## [DIRECTION A]
Answer the following questions about the speaker verification guide:
(i) Which two steps make up the verification process?
(ii) Which version of Python is used in the example?
(iii) In which response header is the URL for polling the result returned?

Speaker Verification
We are going to do speaker verification. This means we want to verify that a speaker in an audio recording is the same person as they claim to be. We already have an audio recording with the voice of John Doe. Now, we want to verify that it's John Doe speaking in another audio recording. This article describes how you can achieve that using our software.
The process of verification consists of voiceprint extraction and voiceprint comparison. Both steps are explained in the following sections.
Attached, you will find a ZIP file named recordings.zip
containing two mono-channel audio files – john_doe.wav
and unknown.wav
,
which will be used as examples throughout the guide.
Please note, at the end of this guide, we provide a full Python code example that encapsulates all the steps discussed. This should offer a comprehensive understanding and an actionable guide on implementing speaker verification in your own projects.
Environment setup
We are using Python 3.9
and Python library requests 2.27
in this example.
You can install the requests
library with pip
as follows:
pip install requests~=2.27
Then, you can import the following libraries (time
is built-in):
import time
import requests
Voiceprint extraction
In order to trigger voiceprint extraction for a single audio file, you should
start by sending a POST
request to
/api/technology/speaker-identification-voiceprint-extraction
as follows:
with open("john_doe.wav", mode="rb") as file:
files = {"file": file}
# Replace <speech-platform-server> with the actual server address
response = requests.post(
"https://<speech-platform-server>/api/technology/speaker-identification-voiceprint-extraction",
files=files,
)
response.raise_for_status()
If the task was successfully accepted, 202 code will be returned together with a
unique task ID
in the response body. The task isn't immediately processed, but
only scheduled for processing. You can check the current task status whilst
polling for the result.
The URL for polling the result is returned in the X-Location
header.
Alternatively, you can assemble the polling URL on your own by appending a slash
(/
) and task ID
to the initial voiceprint extraction URL.
polling_url = response.headers["x-location"]
counter = 0
while counter < 100:
response = requests.get(polling_url)
response.raise_for_status()
data = response.json()
task_status = data["task"]["state"]
if task_status in ["done", "failed", "rejected"]:
break
counter += 1
time.sleep(5)

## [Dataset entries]

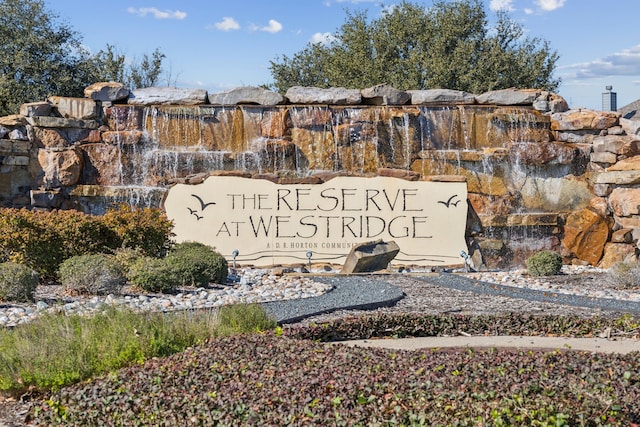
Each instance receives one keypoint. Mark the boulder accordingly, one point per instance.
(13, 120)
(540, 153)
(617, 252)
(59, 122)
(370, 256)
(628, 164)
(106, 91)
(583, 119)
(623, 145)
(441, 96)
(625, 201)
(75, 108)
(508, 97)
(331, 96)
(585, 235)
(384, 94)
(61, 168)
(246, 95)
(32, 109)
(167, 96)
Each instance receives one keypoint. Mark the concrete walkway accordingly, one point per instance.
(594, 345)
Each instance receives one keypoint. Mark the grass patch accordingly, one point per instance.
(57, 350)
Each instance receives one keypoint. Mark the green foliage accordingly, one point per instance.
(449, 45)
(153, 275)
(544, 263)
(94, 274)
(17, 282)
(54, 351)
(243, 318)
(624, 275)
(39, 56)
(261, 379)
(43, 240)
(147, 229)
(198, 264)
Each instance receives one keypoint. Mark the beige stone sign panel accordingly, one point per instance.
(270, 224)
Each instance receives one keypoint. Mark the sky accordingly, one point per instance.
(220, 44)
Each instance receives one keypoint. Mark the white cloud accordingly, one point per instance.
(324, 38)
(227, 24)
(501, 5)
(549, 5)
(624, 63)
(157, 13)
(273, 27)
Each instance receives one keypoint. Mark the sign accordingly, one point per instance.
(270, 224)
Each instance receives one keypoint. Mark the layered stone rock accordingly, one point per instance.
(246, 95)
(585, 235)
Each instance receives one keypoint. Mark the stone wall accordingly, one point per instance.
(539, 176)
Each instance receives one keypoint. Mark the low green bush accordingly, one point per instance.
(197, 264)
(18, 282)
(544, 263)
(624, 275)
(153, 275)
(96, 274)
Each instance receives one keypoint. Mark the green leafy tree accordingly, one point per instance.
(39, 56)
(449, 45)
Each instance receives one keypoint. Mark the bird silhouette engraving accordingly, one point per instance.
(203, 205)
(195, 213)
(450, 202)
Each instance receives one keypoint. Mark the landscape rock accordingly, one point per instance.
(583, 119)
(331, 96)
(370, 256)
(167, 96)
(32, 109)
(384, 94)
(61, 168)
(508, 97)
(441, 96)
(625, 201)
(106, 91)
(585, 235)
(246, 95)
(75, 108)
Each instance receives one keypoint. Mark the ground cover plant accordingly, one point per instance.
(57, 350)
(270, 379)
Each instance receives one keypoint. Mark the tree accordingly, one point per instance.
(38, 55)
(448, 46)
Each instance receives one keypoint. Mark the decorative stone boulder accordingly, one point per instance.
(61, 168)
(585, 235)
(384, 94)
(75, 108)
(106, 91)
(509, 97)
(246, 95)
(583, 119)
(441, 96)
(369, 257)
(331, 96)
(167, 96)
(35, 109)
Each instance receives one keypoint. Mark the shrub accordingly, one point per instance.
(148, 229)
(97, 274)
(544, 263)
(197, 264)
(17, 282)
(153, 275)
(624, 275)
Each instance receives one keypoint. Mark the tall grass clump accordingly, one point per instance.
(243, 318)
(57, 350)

---

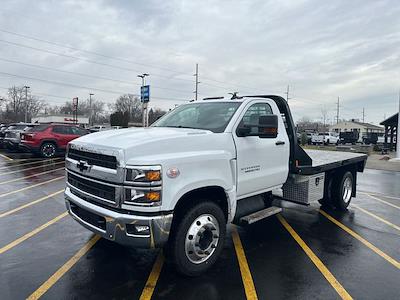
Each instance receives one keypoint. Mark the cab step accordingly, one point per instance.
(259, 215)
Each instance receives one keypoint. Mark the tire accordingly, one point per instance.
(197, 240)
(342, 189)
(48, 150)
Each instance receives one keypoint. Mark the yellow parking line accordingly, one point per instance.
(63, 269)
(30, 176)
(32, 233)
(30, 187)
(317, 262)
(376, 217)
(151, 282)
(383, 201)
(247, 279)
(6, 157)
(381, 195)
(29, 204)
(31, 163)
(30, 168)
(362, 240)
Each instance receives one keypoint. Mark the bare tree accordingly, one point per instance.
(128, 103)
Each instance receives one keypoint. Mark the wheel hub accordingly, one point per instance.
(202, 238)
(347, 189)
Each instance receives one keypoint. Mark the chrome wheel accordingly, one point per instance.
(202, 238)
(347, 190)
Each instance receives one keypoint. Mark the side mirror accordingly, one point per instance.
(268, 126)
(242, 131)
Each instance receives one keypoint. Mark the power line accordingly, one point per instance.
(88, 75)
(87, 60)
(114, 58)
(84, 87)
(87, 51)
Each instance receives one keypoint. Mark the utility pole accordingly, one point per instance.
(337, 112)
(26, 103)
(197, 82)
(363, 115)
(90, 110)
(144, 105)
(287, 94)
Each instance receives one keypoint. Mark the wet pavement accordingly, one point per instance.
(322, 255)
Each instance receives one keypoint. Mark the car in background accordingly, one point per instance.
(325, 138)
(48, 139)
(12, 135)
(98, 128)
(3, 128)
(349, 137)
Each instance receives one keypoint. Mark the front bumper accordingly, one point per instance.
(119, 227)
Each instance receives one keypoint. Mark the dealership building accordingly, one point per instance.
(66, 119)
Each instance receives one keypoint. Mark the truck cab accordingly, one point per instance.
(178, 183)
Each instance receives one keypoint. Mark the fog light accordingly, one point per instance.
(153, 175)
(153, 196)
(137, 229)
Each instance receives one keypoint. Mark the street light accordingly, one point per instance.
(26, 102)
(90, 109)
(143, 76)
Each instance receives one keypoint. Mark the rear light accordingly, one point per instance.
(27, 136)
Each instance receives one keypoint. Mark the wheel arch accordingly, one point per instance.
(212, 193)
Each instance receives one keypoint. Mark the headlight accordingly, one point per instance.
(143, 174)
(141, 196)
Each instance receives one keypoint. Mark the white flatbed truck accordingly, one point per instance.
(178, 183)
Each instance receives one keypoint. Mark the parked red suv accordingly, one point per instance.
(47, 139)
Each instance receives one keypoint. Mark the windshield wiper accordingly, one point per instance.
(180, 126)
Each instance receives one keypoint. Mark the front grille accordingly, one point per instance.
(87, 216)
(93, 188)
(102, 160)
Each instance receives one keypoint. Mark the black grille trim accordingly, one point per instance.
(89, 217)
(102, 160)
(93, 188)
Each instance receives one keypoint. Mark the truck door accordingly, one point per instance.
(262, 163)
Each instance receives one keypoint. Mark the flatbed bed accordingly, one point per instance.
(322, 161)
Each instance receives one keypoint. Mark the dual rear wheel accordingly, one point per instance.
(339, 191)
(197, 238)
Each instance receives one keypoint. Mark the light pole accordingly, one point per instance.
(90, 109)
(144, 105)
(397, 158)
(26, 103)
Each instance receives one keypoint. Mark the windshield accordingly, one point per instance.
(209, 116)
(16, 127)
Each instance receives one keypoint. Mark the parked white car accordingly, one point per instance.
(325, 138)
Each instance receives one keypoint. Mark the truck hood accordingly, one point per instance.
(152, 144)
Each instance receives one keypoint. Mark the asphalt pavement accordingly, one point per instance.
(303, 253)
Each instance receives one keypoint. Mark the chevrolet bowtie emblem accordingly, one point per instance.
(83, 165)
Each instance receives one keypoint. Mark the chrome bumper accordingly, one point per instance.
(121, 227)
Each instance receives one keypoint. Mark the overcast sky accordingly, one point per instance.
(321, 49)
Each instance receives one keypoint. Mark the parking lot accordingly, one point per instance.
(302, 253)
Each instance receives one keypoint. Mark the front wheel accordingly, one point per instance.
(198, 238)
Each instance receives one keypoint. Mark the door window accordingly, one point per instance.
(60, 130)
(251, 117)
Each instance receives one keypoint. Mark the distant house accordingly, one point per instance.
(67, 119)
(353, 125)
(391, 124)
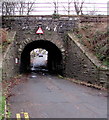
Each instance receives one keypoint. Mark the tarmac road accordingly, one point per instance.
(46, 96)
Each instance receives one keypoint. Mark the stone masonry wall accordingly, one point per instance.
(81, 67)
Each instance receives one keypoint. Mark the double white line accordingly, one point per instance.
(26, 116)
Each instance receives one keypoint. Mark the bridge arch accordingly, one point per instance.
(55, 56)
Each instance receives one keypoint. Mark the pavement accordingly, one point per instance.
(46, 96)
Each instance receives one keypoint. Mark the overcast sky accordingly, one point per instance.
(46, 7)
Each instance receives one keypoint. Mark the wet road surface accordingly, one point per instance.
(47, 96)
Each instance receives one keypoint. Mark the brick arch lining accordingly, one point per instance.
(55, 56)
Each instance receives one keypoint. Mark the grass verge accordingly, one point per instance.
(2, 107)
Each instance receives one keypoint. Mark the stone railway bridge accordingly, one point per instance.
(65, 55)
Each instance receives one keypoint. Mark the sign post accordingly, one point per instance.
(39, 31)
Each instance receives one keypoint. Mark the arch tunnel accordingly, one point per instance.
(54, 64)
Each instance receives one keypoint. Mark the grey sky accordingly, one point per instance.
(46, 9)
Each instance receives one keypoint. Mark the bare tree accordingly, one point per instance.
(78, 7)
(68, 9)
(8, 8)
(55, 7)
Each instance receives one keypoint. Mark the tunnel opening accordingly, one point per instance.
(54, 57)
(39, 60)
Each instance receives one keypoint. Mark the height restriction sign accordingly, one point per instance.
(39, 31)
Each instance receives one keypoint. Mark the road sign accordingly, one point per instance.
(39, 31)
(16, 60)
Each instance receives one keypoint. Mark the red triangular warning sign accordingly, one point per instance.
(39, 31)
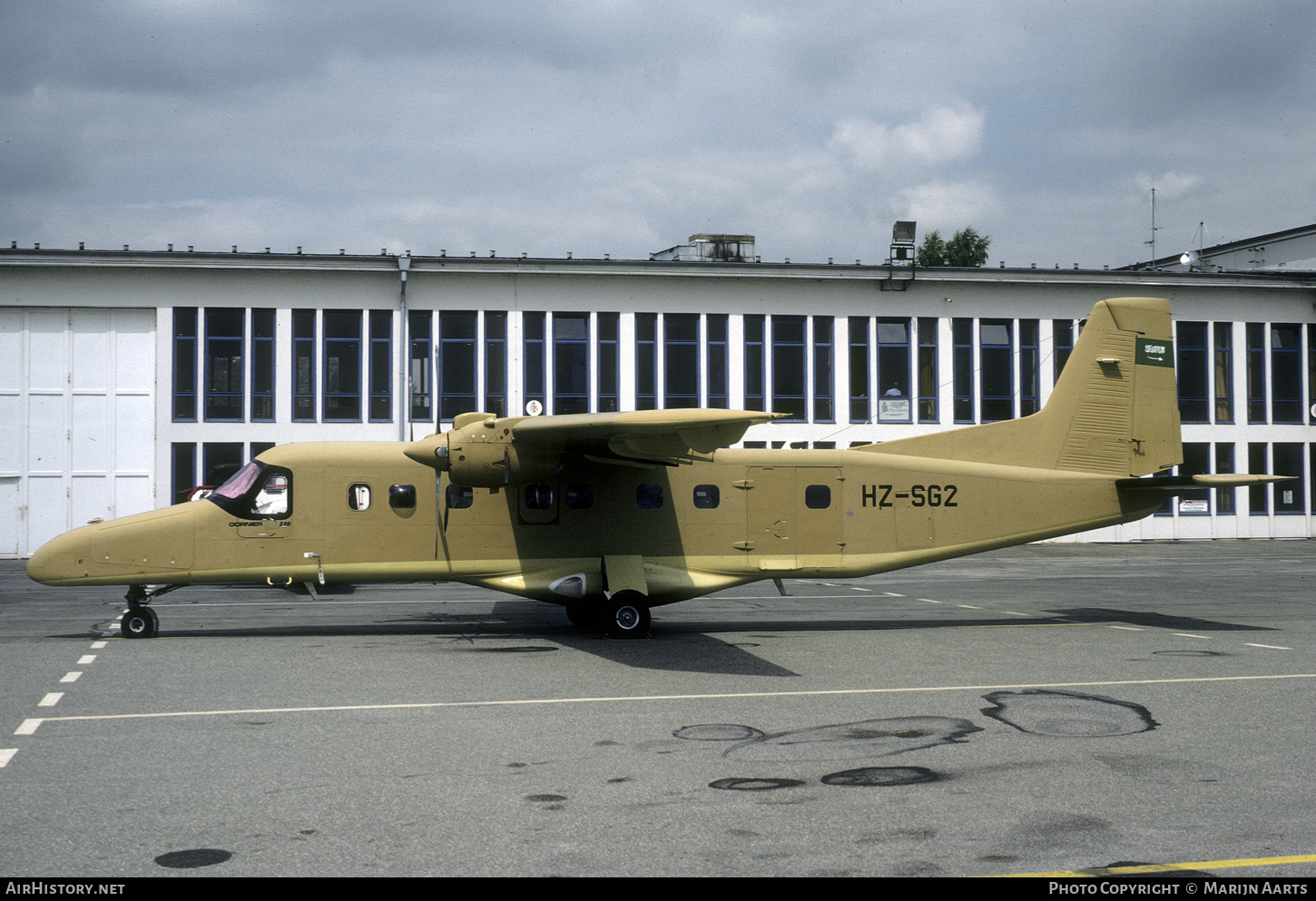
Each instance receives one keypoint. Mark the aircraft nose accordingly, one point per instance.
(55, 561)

==

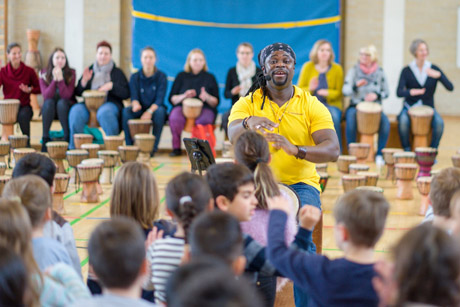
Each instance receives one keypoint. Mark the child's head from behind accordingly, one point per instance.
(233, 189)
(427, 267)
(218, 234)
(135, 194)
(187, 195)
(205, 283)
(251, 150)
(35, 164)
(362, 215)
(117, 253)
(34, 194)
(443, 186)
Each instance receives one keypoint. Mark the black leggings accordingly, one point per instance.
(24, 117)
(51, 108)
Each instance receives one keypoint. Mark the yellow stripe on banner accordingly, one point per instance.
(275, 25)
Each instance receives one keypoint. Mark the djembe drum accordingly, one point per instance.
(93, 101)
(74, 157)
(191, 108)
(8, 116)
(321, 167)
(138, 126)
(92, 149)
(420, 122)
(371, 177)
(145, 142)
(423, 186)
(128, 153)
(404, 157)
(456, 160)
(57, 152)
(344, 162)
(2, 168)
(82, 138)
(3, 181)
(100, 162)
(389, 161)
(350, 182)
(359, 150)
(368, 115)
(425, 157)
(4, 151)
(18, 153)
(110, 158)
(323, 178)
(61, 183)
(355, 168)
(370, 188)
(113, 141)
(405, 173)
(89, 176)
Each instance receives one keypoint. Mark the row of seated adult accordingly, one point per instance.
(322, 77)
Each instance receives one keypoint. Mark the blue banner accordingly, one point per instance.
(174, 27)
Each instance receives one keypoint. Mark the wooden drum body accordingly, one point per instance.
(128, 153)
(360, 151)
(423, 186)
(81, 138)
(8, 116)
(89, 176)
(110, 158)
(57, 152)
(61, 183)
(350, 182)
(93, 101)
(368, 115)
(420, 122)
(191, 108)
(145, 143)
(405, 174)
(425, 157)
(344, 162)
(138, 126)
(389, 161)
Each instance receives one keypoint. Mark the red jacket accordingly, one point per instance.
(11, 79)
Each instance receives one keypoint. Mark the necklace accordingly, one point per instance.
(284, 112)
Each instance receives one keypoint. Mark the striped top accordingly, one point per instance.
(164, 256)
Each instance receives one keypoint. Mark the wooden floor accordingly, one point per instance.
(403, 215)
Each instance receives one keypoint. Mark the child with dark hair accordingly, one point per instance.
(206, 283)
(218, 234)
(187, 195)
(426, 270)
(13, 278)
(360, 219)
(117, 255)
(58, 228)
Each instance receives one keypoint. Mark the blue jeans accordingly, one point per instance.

## [DIRECTION B]
Locate each line of the records that contains the word "bridge", and copy every such line.

## [FINAL ANSWER A]
(i) Voiceprint extraction and voiceprint comparison.
(ii) Python 3.9.
(iii) The X-Location header.

## [FINAL ANSWER B]
Each instance receives one keypoint. Mark the bridge arch accordingly, one point per instance.
Each instance receives one keypoint. Mark the stone railway bridge accordingly, one point per instance.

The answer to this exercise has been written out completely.